We don't know if there's going to be a bust on the horizon,
but at least this boom cycle looks longer than it has been in the past.
And they are taking a big swing here, though, because you're right.
It has been a very cyclical industry, but now they are putting
so much money into building out capacity. I mean, the chip outlay investment plans in South Korea
total up to $720 billion. That is a massive capital expenditure plan right there. And so if memory
turns out to not be a super cycle, if it goes back into being very cyclical, then these companies
are on the hook for once you start building a factory, you know, that is money that is almost a sunk
cost at that point. It's very hard to stop building a factory in Indiana. So this is a big bet that
the memory industry is not going to enter another crash. It's a big bet that this is a mega cycle,
a super cycle, whatever adjective you want to put in front of a cycle. The problem in the past is
there's always been a crash. Maybe this time will be different. And just ahead of the IPO,
Bloomberg reported that demand for this listing is about seven times more than the available
shares. So at least initially demand looks very hot. Let's move on. There's a building in the middle
of Midtown Manhattan that is sagging under its own weight. And yet 10,000 tons of steel is not the
only pressure it is feeling. Earlier this week, the former Pfizer headquarters in Manhattan
suffered a major construction scare after structural columns buckled and floors drooped as workers
toiled to convert the old office building into new apartments. The building is set to become the
largest office to residential conversion in U.S. history, creating about 1,600 apartments
complete with a rooftop pool. But the issues with the East 42nd Street project are threatening
to cast doubt on how residential conversions are perceived going forward. While the building
has since been stabilized and the engineering challenge appears fixable, the bigger challenge
may be to public confidence. If this project goes sideways, it could make investors,
lenders, and future tenants much more cautious about similar projects, which is not good for New York
City, which has been aggressively promoting conversions via tax incentives and zoning reforms.

§ ENTRIES SHOWN:

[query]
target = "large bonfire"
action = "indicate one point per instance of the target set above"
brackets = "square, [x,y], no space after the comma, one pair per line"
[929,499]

§ YOUR TASKS:
1) Return the passage from the news transcript starting with "We don't know" and going on through "because you're right.".
2) Answer these questions using the news transcript:
(a) What is the total of the chip investment plans in South Korea?
(b) According to Bloomberg, how did demand for the listing compare with the available shares?
(c) About how many apartments will the East 42nd Street conversion create?
3) Please continue the news transcript on memory chips and the Manhattan office conversion from the point where it stops.

§ RESULTS FOR EACH TASK:
1)
We don't know if there's going to be a bust on the horizon,
but at least this boom cycle looks longer than it has been in the past.
And they are taking a big swing here, though, because you're right.

2)
(a) Up to $720 billion.
(b) Demand was about seven times more than the available shares.
(c) About 1,600 apartments.

3)
The city changed zoning rules in 2024 to allow older office buildings to be transformed into
residential properties in the hopes of alleviating one of the tightest housing markets in the
world. Neil, what is scarier? A collapsing building in New York City or their prospect of trying
to look for somewhere to live in New York City? They are both daunting. I'm never moving again.
This was a very ambitious project. This was one of the more complex office.
residential conversions anywhere. It's also the biggest because there was two buildings here. They were
built in the 1970s and they were going to add 19 new stories atop one of them, which was 10
stories high. And then yet another tower that's 33 stories and they were basically going to
gut that and reconfigure it. And on top of that, you wanted to add a rooftop pool, of course,
a fitness center, ground level shops, and then of course, 1600 new apartments. Robert Fuller
was a principal at Gensler, who's working on this Pfizer building conversion, told Bloomberg that is
basically like surgery. There's just so many technical challenges, unique conditions from floor to floor.
So as office to residential conversions go, this one was extremely complicated, a far cry from all
the popsicle stick bridges you made in eighth grade.
But just in general, I didn't know that office residential conversions were so difficult to pull
off because from the outside, you're like, it's a building, just put up some walls, put it in a bed,
and all of a sudden you have apartments, but no, each apartment needs a kitchen. You need to put
bathrooms in. You need to reroute plumbing in the building. Most offices use central HVAC systems.
No, if you go to apartment buildings, you probably want more individualized heating and cooling systems.
Apartments need natural light. You can't just put people in a jail cell, so sometimes you have
to add windows to office spaces. So it is a lot more complex than you might assume. I thought it was
interesting too how Manhattan real estate when it comes to the office market is actually in a pretty
healthy spot right now compared to other cities. Manhattan's office vacancy rates is around 12.4%.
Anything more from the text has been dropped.